PROBLEM STATEMENT> Transcribe the closing lines of the listing exactly, starting at the one that contains "Query: gray coat" and including the last.

SOURCE MATERIAL>
Segment Open

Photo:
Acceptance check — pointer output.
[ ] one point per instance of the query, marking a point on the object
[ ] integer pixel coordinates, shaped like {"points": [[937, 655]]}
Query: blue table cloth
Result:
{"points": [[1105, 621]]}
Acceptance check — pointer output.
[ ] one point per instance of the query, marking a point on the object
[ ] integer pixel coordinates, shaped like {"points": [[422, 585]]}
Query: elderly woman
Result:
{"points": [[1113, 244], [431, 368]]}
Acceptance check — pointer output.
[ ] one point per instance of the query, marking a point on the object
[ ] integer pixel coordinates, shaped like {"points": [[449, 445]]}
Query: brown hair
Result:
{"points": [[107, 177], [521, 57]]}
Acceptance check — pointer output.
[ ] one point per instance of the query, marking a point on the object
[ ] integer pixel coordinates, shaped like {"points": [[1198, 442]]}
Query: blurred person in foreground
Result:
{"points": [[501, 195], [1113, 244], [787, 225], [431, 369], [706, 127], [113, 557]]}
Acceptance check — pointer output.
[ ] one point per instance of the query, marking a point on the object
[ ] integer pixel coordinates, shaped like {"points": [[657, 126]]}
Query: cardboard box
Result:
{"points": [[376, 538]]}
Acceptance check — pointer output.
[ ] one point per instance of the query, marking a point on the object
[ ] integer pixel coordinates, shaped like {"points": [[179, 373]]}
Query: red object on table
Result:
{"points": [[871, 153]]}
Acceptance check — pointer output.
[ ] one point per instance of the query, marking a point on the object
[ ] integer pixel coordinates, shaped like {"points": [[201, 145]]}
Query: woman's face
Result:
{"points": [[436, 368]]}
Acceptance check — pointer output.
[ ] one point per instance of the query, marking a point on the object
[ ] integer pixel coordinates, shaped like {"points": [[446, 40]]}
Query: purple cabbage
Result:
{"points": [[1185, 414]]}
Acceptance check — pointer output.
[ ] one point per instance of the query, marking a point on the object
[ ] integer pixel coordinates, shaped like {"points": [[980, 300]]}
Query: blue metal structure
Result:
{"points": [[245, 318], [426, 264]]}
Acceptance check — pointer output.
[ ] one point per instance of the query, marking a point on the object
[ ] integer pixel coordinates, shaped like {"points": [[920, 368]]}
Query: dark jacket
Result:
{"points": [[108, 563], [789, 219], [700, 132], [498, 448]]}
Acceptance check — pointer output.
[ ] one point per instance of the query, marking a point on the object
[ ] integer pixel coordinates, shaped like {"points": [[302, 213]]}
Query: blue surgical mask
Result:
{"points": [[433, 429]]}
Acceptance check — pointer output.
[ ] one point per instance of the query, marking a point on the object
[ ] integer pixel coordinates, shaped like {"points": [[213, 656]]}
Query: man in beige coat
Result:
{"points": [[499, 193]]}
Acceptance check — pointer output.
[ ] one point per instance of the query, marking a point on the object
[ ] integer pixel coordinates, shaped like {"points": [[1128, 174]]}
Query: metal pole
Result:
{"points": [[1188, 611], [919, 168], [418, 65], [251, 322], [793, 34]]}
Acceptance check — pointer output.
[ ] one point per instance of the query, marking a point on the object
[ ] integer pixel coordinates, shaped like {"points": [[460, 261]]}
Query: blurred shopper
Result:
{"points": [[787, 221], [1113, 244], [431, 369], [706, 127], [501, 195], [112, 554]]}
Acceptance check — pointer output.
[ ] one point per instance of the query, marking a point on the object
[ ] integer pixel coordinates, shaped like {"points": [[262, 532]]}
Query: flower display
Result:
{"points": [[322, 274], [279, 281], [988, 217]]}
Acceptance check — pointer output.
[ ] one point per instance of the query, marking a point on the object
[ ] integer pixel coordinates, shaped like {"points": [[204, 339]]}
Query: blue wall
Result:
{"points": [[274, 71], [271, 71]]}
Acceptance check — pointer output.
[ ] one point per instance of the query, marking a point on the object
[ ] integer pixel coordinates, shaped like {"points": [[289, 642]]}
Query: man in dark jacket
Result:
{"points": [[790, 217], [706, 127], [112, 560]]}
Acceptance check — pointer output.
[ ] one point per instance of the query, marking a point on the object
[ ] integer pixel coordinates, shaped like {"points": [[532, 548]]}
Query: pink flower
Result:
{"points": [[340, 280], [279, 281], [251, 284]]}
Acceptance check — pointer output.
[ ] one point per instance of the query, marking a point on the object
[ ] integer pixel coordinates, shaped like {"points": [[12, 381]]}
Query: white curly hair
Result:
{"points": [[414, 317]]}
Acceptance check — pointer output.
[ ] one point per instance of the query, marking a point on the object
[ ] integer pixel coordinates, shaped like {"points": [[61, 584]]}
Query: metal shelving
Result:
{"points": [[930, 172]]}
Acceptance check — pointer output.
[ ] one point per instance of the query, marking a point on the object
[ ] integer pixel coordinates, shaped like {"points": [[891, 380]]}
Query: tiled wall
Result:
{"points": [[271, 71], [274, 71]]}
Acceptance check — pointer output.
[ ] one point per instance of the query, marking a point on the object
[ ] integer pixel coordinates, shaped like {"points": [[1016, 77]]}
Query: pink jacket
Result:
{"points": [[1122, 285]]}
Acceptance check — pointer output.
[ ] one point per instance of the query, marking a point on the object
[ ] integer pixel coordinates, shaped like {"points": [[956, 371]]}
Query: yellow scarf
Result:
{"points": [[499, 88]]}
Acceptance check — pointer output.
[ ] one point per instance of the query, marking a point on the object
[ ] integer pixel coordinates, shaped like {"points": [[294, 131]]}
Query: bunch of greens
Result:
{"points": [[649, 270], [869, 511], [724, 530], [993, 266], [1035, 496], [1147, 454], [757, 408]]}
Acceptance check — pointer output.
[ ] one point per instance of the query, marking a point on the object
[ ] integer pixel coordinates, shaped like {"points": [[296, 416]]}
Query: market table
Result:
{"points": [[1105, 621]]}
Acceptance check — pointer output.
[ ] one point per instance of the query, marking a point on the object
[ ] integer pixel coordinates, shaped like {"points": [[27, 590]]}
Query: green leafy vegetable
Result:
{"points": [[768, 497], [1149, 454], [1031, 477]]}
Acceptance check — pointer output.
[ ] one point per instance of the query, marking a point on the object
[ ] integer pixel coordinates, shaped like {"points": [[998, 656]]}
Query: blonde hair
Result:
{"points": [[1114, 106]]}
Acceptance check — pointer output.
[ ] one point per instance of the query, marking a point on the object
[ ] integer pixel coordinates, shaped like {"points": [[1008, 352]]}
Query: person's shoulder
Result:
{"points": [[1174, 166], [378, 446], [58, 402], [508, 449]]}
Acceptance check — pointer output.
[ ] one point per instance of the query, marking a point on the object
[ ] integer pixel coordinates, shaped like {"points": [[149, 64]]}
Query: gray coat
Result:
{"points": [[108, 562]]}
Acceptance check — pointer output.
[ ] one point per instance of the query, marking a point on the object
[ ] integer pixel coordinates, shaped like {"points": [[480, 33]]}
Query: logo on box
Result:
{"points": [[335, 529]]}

Segment Closed

EXPECTED ANSWER>
Query: gray coat
Result:
{"points": [[108, 562]]}
Acceptance check — pointer output.
[ ] one point per instance of the query, marking a point on the object
[ ] integer pixel coordinates, shaped like {"points": [[480, 33]]}
Query: logo on box
Result:
{"points": [[335, 529]]}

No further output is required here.